Dataset entries:
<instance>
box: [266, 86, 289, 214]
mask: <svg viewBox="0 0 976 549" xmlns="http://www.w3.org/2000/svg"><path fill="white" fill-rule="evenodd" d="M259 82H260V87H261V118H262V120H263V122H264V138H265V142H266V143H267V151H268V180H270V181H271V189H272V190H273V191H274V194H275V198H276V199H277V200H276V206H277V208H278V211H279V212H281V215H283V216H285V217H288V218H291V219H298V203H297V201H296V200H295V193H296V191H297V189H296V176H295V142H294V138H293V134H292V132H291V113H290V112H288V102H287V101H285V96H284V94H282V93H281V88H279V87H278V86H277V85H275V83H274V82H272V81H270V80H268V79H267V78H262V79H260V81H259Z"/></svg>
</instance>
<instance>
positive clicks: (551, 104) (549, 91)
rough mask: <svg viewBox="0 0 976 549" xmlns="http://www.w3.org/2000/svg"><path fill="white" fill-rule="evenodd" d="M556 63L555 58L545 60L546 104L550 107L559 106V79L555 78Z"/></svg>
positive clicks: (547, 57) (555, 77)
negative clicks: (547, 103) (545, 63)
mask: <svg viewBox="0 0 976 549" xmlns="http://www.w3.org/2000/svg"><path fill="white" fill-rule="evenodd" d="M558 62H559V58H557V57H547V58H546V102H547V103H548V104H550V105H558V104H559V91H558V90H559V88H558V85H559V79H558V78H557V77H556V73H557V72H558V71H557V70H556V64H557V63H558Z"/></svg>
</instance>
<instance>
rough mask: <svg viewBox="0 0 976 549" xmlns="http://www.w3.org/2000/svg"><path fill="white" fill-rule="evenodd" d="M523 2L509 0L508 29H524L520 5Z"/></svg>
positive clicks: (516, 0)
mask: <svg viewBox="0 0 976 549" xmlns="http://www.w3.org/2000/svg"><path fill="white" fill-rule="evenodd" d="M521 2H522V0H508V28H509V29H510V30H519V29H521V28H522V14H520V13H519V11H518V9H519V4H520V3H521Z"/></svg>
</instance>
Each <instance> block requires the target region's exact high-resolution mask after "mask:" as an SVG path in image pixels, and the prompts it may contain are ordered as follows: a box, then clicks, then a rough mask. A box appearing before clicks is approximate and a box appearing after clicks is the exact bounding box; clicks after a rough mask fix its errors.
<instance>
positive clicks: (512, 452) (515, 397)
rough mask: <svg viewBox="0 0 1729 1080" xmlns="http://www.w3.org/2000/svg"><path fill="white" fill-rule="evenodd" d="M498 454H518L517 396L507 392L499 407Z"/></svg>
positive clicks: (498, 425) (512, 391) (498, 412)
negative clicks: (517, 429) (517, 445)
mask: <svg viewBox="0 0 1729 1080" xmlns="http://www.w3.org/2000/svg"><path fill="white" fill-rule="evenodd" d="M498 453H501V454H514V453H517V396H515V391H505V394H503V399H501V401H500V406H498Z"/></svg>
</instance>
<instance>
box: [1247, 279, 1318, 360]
---
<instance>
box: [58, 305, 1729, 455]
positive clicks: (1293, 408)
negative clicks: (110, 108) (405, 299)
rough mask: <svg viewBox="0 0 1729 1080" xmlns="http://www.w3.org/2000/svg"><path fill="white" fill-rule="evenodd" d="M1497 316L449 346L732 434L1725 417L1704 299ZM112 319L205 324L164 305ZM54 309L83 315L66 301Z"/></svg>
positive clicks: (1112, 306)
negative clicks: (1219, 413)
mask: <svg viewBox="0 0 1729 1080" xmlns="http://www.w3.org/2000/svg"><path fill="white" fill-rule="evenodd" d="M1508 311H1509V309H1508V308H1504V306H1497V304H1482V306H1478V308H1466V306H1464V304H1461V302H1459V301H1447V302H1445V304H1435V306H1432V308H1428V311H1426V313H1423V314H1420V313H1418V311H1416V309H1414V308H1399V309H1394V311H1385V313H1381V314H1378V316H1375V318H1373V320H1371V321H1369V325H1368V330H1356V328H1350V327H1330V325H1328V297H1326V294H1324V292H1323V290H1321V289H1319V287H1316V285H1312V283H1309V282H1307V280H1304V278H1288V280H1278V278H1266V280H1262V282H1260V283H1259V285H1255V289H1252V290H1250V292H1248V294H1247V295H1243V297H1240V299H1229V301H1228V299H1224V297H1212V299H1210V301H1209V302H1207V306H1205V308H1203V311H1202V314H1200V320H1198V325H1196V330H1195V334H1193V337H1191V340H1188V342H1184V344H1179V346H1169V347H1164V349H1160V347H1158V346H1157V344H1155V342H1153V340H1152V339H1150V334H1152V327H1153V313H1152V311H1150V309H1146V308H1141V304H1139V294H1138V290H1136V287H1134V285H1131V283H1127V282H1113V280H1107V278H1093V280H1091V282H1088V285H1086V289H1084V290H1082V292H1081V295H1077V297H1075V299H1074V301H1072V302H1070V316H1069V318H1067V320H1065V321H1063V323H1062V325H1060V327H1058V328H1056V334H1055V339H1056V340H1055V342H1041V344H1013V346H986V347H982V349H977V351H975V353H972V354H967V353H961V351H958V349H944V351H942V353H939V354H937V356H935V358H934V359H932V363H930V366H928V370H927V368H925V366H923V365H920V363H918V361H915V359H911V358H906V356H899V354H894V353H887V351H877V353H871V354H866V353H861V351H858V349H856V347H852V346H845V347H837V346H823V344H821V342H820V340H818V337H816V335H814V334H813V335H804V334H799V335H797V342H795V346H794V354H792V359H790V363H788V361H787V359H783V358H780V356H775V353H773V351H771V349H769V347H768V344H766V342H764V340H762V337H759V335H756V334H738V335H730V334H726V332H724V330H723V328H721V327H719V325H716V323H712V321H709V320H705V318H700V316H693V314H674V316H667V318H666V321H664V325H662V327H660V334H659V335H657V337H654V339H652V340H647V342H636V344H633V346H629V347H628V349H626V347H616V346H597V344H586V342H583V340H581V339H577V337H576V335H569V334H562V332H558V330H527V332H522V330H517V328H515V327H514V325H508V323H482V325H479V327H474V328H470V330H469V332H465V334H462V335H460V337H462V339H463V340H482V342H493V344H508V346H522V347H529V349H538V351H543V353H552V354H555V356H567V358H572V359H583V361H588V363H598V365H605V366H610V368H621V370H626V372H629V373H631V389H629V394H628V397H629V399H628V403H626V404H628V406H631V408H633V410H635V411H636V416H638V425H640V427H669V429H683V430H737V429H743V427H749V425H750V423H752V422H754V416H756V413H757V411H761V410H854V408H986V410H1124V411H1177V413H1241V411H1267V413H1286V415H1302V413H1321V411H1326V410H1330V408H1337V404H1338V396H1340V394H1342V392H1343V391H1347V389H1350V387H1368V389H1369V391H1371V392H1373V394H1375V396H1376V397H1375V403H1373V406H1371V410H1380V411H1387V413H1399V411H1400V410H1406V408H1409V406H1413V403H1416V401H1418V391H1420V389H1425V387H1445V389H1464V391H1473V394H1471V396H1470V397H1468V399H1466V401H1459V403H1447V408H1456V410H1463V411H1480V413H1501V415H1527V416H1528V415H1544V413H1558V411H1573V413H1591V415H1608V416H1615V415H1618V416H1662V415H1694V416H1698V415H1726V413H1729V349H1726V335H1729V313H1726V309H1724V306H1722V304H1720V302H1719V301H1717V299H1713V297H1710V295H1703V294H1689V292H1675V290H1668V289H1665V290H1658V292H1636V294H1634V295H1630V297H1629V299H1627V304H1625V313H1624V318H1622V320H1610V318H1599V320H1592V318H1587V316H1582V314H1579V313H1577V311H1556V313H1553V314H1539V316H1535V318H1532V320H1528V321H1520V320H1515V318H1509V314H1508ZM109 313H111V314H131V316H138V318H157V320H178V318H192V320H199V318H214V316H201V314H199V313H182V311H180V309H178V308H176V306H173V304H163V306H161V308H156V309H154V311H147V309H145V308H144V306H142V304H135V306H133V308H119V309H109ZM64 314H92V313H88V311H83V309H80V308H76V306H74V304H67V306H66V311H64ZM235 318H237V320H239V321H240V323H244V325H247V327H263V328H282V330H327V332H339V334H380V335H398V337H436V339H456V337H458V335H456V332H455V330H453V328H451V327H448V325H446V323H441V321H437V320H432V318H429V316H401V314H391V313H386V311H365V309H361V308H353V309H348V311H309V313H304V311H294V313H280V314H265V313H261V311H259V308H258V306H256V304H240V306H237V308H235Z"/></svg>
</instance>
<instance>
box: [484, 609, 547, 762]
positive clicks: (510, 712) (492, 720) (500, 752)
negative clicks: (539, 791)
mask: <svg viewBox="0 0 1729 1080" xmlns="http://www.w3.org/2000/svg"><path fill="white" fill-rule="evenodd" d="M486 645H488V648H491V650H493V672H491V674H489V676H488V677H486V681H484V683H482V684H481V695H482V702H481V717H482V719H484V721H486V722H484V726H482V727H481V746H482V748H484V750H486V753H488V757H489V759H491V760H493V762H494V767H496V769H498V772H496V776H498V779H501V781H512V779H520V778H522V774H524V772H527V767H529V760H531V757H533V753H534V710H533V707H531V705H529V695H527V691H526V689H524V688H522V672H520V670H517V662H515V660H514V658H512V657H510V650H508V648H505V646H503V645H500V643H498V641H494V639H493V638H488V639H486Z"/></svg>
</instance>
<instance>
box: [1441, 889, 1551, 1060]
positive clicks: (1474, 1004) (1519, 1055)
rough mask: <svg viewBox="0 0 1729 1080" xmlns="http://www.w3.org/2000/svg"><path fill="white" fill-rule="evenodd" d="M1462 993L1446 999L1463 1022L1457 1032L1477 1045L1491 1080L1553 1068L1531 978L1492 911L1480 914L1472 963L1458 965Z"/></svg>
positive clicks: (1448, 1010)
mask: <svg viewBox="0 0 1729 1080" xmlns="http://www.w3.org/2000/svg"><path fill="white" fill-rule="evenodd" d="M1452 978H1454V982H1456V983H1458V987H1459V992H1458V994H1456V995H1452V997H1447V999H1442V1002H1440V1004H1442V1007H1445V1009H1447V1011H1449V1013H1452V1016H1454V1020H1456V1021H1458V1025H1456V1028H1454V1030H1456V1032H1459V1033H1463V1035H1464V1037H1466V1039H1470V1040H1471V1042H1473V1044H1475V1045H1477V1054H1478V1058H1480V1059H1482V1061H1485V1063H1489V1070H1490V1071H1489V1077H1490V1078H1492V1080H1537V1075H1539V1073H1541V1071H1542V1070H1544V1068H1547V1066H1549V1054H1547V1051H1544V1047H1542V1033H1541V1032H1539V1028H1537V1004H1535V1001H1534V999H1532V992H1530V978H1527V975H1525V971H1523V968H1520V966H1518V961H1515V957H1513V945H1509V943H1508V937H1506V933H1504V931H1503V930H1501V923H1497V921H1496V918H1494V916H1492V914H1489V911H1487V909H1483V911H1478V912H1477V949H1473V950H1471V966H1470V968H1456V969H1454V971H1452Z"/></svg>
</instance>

• Aim of the task: Pull out each line of the records that contains the word "negative". Copy those lines in their original order, one per line.

• Solution to this task:
negative clicks: (547, 103) (545, 63)
negative clicks: (517, 429) (517, 445)
negative clicks: (110, 108) (405, 299)
negative clicks: (1219, 413)
negative clicks: (539, 791)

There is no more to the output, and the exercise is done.